Labeled-object pointing entries
• • • • •

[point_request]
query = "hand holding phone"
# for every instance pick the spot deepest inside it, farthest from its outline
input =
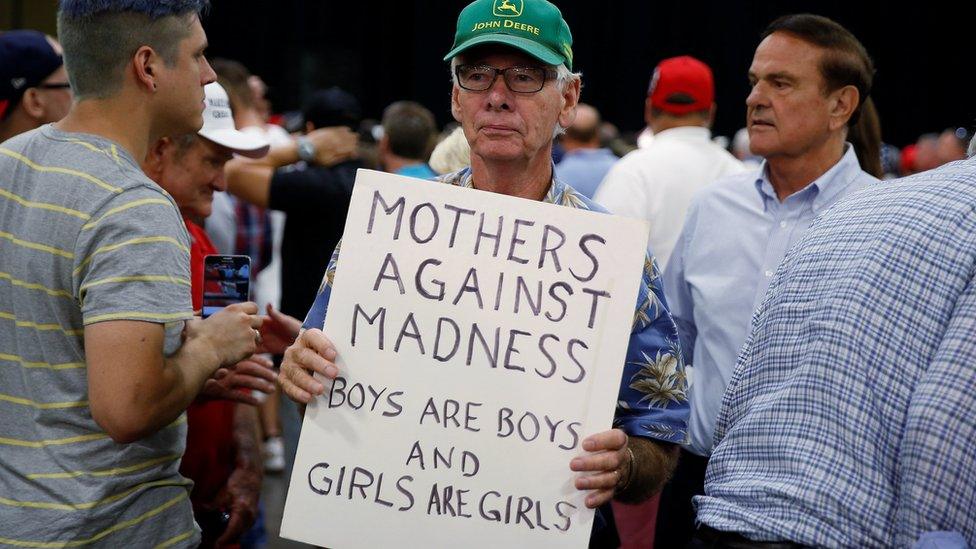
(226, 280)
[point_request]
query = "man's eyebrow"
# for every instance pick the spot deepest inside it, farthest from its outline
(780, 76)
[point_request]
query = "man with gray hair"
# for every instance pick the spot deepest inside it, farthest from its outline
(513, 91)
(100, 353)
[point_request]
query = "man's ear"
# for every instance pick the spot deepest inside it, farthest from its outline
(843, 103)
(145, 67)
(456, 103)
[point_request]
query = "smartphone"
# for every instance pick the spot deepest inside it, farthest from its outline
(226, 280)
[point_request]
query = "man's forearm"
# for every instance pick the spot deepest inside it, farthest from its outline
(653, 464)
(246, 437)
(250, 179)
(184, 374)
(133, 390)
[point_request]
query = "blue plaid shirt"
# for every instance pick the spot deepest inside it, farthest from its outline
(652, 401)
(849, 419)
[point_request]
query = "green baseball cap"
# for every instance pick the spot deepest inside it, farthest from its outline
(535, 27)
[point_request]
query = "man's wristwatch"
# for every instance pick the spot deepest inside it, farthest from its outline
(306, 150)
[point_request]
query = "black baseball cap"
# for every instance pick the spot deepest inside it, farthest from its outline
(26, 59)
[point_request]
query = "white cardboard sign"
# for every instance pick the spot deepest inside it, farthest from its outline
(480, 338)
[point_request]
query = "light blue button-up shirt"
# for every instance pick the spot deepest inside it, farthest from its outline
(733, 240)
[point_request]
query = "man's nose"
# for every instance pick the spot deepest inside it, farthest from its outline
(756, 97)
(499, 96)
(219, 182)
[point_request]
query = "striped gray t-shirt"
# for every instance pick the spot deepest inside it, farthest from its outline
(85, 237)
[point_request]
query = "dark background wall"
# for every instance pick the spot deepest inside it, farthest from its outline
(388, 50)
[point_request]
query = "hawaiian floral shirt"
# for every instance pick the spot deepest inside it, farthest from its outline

• • • • •

CHALLENGE: Quote all of the entries word for word, omitting any pictures.

TASK RESPONSE:
[point_request]
query = "hand holding phone"
# for every instance pick the spot deepest inside it, farthest from its outline
input =
(226, 280)
[point_request]
query = "man's eyebrow"
# for every instance pick the spot deepest inside it, farthest from its outline
(780, 76)
[point_request]
query = "man with gray hair"
# for every instance pick the spot deepest inside it, farthest from its outline
(513, 91)
(100, 353)
[point_request]
query = "man's ear"
# for every instance pick the spot deepest inside it, farthest from its outline
(843, 103)
(145, 67)
(456, 103)
[point_request]
query = "smartphone"
# for every instance pick the spot deepest inside it, farthest from its outline
(226, 280)
[point_request]
query = "man's forearm"
# for every instance pick the spot deepest inside it, farthest from its outline
(653, 464)
(246, 437)
(250, 179)
(184, 374)
(133, 390)
[point_request]
query = "blue plaid shirt"
# for every instance pick the spot deepest inside it, farthest from its outline
(652, 401)
(849, 419)
[point_request]
query = "green baseball cap"
# for every instance pick the spot deepest inside it, farthest from its outline
(535, 27)
[point_request]
query = "man's wristwatch"
# for every instance pick the spot deepest inside it, farthest from its outline
(306, 150)
[point_request]
query = "black baseball cap"
# for every instance pick the spot deepest inside it, farthest from its outline
(26, 59)
[point_request]
query = "white cardboard sign"
# for every instance pick the spot deepest inside it, farthest from its outline
(480, 338)
[point_request]
query = "light blue button-up shirt"
# for every instance pick the spot deepest inside it, farthest from its outline
(733, 240)
[point_request]
query = "man's nose"
# for every instance pick the spot deepest inside it, farthest from its outline
(756, 97)
(499, 96)
(219, 182)
[point_request]
query = "striped gray t-shirt"
# for every instance pick the spot deepest inside it, farthest from its outline
(85, 237)
[point_request]
query = "dark background wall"
# for every instance pick the spot deepest inside it, farthest from its outline
(388, 50)
[point_request]
query = "hawaiian floral shirt"
# for every instance pick the spot deepest inside it, farthest from its outline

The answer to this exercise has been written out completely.